Update the listing below by changing each "skateboard wheel" to "wheel", and reproduce every line with nothing else altered.

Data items
────────────────────
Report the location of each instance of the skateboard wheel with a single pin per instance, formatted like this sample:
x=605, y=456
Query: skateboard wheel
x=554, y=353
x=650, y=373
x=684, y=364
────────────────────
(RESPONSE TO THE TASK):
Report the location of each instance of the wheel with a single pin per instance, formatted like this sample:
x=605, y=456
Query: wheel
x=554, y=353
x=650, y=373
x=684, y=364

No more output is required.